— Work required —
Reproduce the rows between the lines holding "# task: draw boxes around the crowd" and "[2,104,336,171]", inclusive, including each request, and shift every bounding-box coordinate in the answers up by 142.

— Listed entries —
•••••

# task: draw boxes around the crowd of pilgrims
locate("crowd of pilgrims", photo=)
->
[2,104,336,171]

•••••

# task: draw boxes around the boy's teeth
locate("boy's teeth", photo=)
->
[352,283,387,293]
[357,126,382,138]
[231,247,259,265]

•••••

— Finished answer —
# task: draw boxes around the crowd of pilgrims
locate("crowd of pilgrims", photo=)
->
[144,246,478,313]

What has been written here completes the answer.